**What is being asked**
Give the records below as a JSON list of strings, one string per line, with blank lines left out.

Lines of data
──────────
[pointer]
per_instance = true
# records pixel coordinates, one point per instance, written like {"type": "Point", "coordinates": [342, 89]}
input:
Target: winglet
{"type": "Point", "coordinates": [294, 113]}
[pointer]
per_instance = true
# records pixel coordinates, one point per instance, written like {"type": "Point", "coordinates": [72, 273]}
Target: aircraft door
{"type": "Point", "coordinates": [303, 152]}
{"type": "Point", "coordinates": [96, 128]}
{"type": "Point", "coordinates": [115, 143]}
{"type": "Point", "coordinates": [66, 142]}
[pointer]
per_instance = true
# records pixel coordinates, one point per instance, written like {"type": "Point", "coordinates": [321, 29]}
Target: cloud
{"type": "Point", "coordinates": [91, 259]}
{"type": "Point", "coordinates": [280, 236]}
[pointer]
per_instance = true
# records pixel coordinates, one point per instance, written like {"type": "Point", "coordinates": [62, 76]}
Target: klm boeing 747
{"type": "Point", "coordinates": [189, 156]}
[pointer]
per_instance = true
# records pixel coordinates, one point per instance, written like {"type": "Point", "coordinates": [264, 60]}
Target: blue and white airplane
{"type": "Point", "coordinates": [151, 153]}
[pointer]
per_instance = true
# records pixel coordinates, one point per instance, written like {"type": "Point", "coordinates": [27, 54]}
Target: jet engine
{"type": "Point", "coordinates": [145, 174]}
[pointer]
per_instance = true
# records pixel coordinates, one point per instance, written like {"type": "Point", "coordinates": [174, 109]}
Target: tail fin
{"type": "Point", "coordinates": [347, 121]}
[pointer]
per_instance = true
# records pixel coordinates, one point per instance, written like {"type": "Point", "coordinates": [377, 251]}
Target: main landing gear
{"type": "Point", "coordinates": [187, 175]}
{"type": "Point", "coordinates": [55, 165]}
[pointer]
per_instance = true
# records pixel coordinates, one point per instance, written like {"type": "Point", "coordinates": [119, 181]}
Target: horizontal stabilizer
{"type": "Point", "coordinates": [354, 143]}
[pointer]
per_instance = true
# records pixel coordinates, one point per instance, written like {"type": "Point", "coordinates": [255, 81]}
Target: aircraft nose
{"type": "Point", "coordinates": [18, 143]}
──────────
**Answer in full**
[
  "[pointer]",
  "per_instance = true",
  "# records pixel coordinates, one point per instance, written like {\"type\": \"Point\", \"coordinates\": [342, 89]}",
  "input:",
  "Target: winglet",
  "{\"type\": \"Point\", \"coordinates\": [294, 113]}",
  "[pointer]",
  "per_instance = true",
  "# records pixel coordinates, one point per instance, written like {\"type\": \"Point\", \"coordinates\": [72, 273]}",
  "Target: aircraft door",
  "{\"type\": \"Point\", \"coordinates\": [303, 152]}",
  "{\"type\": \"Point\", \"coordinates\": [96, 128]}",
  "{\"type\": \"Point\", \"coordinates\": [115, 143]}",
  "{\"type\": \"Point\", \"coordinates\": [66, 142]}",
  "[pointer]",
  "per_instance = true",
  "# records pixel coordinates, one point per instance, written like {\"type\": \"Point\", \"coordinates\": [321, 29]}",
  "Target: cloud",
  "{\"type\": \"Point\", \"coordinates\": [91, 259]}",
  "{\"type\": \"Point\", \"coordinates\": [280, 236]}",
  "[pointer]",
  "per_instance = true",
  "# records pixel coordinates, one point per instance, written like {\"type\": \"Point\", \"coordinates\": [62, 76]}",
  "Target: klm boeing 747",
  "{\"type\": \"Point\", \"coordinates\": [189, 156]}",
  "[pointer]",
  "per_instance = true",
  "# records pixel coordinates, one point per instance, written like {\"type\": \"Point\", \"coordinates\": [264, 60]}",
  "Target: blue and white airplane",
  "{\"type\": \"Point\", \"coordinates\": [151, 153]}",
  "[pointer]",
  "per_instance = true",
  "# records pixel coordinates, one point per instance, written like {\"type\": \"Point\", \"coordinates\": [27, 54]}",
  "Target: jet engine",
  "{\"type\": \"Point\", \"coordinates\": [145, 174]}",
  "[pointer]",
  "per_instance = true",
  "# records pixel coordinates, one point per instance, written like {\"type\": \"Point\", \"coordinates\": [174, 109]}",
  "Target: tail fin",
  "{\"type\": \"Point\", \"coordinates\": [347, 121]}",
  "[pointer]",
  "per_instance = true",
  "# records pixel coordinates, one point per instance, written like {\"type\": \"Point\", \"coordinates\": [377, 251]}",
  "Target: main landing gear",
  "{\"type\": \"Point\", \"coordinates\": [187, 175]}",
  "{\"type\": \"Point\", \"coordinates\": [55, 165]}",
  "[pointer]",
  "per_instance = true",
  "# records pixel coordinates, one point per instance, written like {\"type\": \"Point\", \"coordinates\": [119, 181]}",
  "Target: horizontal stabilizer",
  "{\"type\": \"Point\", \"coordinates\": [354, 143]}",
  "[pointer]",
  "per_instance = true",
  "# records pixel coordinates, one point per instance, written like {\"type\": \"Point\", \"coordinates\": [255, 81]}",
  "Target: aircraft nose",
  "{\"type\": \"Point\", \"coordinates\": [18, 143]}"
]